- **What is being asked**:
Format every line of the records below as a numbered list, omitting blank lines.

- **Source material**:
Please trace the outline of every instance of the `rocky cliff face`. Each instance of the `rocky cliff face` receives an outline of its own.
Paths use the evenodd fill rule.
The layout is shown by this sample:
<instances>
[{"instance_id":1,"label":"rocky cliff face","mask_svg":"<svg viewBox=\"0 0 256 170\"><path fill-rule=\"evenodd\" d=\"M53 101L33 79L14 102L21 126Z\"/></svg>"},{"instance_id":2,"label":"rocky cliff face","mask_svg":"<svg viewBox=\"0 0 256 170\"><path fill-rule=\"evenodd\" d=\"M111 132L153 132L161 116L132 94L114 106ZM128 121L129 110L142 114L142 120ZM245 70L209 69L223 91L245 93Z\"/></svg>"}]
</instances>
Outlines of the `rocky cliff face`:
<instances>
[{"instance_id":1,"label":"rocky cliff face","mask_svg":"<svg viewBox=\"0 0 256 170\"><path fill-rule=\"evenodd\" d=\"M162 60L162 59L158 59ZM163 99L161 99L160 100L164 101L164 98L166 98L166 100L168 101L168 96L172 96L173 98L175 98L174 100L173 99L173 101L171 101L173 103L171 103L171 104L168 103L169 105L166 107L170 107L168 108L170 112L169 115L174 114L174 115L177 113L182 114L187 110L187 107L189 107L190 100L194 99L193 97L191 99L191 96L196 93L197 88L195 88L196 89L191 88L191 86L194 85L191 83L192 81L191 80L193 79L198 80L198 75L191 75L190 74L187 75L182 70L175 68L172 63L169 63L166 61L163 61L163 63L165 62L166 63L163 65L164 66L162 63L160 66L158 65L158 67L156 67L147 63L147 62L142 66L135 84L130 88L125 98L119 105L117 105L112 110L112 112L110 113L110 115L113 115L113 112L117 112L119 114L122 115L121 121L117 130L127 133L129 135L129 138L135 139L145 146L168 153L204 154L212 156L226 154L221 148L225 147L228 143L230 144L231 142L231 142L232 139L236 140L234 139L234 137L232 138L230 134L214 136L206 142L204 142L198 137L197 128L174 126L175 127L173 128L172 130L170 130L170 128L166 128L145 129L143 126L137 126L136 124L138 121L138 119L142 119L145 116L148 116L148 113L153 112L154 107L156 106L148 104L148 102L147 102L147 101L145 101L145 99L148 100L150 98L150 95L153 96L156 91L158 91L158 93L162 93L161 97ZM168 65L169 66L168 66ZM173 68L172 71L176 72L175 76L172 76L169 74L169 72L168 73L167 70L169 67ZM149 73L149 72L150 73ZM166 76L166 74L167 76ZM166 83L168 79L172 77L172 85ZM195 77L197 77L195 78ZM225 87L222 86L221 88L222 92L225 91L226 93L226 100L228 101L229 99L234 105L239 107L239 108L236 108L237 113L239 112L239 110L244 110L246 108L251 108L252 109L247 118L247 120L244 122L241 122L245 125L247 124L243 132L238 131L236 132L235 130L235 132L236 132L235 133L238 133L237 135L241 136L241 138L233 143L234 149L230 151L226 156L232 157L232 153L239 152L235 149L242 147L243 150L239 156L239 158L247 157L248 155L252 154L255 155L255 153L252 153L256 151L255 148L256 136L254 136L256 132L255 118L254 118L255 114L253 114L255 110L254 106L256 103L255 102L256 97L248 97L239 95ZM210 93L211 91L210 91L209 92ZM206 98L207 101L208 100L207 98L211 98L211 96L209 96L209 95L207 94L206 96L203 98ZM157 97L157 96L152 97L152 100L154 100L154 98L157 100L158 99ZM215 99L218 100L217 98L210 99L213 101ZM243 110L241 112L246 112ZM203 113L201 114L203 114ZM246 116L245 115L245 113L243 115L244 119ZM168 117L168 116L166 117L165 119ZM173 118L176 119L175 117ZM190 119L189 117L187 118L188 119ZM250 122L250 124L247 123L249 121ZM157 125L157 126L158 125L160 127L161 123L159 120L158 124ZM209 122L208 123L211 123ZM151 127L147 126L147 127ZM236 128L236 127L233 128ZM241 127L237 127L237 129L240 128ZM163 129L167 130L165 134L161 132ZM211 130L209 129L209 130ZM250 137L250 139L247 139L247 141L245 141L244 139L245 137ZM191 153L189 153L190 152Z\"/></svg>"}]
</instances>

- **Reply**:
1. Please trace the outline of every instance of the `rocky cliff face`. Each instance of the `rocky cliff face` receives an outline of its own.
2. Paths use the evenodd fill rule.
3. The layout is shown by this sample:
4. <instances>
5. [{"instance_id":1,"label":"rocky cliff face","mask_svg":"<svg viewBox=\"0 0 256 170\"><path fill-rule=\"evenodd\" d=\"M53 101L33 79L14 102L21 126Z\"/></svg>"},{"instance_id":2,"label":"rocky cliff face","mask_svg":"<svg viewBox=\"0 0 256 170\"><path fill-rule=\"evenodd\" d=\"M111 132L153 132L161 116L132 94L114 106ZM128 121L129 110L142 114L142 120ZM245 70L209 69L223 91L245 93Z\"/></svg>"}]
6. </instances>
7. Outlines of the `rocky cliff face`:
8. <instances>
9. [{"instance_id":1,"label":"rocky cliff face","mask_svg":"<svg viewBox=\"0 0 256 170\"><path fill-rule=\"evenodd\" d=\"M162 60L162 59L158 59ZM163 99L161 99L160 100L164 101L164 98L166 98L166 100L168 101L168 96L172 96L173 98L175 98L174 100L173 99L173 101L171 101L173 103L171 103L171 104L168 103L169 105L166 107L170 107L168 108L170 112L169 115L174 114L174 115L177 113L182 114L187 110L187 107L189 107L190 100L194 99L193 97L191 99L191 96L196 93L197 88L195 88L196 89L191 88L191 86L194 85L191 83L192 81L191 80L193 79L198 80L198 75L191 75L190 74L187 75L182 70L175 68L172 63L169 63L166 61L163 61L163 63L165 62L166 63L163 65L164 66L162 63L160 66L158 65L158 67L156 67L147 63L147 62L142 66L135 84L130 88L125 98L119 105L117 105L112 110L112 112L110 113L110 115L113 115L113 112L117 112L119 114L122 115L121 121L117 130L127 133L129 135L129 138L135 139L145 146L168 153L204 154L212 156L226 154L221 148L225 147L228 143L230 144L231 142L231 142L232 139L236 140L234 139L234 137L232 138L230 134L214 136L206 142L204 142L198 137L197 128L174 126L175 127L173 128L172 130L170 130L170 128L166 128L145 129L143 126L137 126L136 124L138 121L138 119L142 119L145 116L148 116L148 113L153 112L154 107L156 106L148 104L148 102L147 102L147 101L145 101L145 99L148 100L150 98L150 95L153 96L156 91L158 91L158 93L162 93L161 97ZM168 65L169 66L168 66ZM173 68L172 71L176 72L175 76L172 76L169 74L169 72L168 73L167 70L169 67ZM149 73L149 72L150 73ZM166 76L166 74L167 76ZM166 83L168 79L172 77L172 85ZM195 77L197 77L195 78ZM225 87L222 86L221 88L222 92L225 91L226 93L226 100L228 101L229 99L234 105L239 107L239 108L236 108L237 113L239 112L239 110L244 110L246 108L251 108L252 109L247 118L247 120L244 122L241 122L245 125L247 124L243 132L238 131L236 132L235 130L235 132L236 132L235 133L238 133L237 135L241 136L241 138L233 143L234 149L230 151L226 156L232 157L232 153L239 152L235 149L242 147L243 150L239 156L239 158L247 157L248 155L252 154L255 155L255 153L252 153L256 151L255 148L256 136L254 136L256 132L255 118L254 118L255 114L253 114L255 110L254 106L256 103L255 102L256 97L248 97L239 95ZM210 93L211 91L210 91L209 92ZM206 98L207 101L208 100L207 98L211 98L211 96L209 96L209 95L207 94L206 96L203 98ZM157 97L157 96L152 97L152 100L154 100L154 98L157 100L158 99ZM215 99L218 100L217 98L210 99L213 101ZM243 110L241 112L246 112ZM203 113L201 114L203 114ZM246 116L245 115L245 113L243 115L244 119ZM168 117L168 116L166 117L165 119ZM173 118L176 119L175 117ZM190 119L189 117L187 118L188 119ZM250 122L250 124L247 123L249 121ZM157 125L157 126L158 125L160 127L161 123L159 120L158 124ZM209 122L208 123L211 123ZM151 127L147 126L147 127ZM236 128L236 127L233 128ZM241 127L237 127L237 129L240 128ZM163 129L167 130L165 134L161 132ZM211 130L209 129L209 130ZM250 137L250 139L247 139L247 141L245 141L244 139L245 137ZM191 153L189 153L190 152Z\"/></svg>"}]
10. </instances>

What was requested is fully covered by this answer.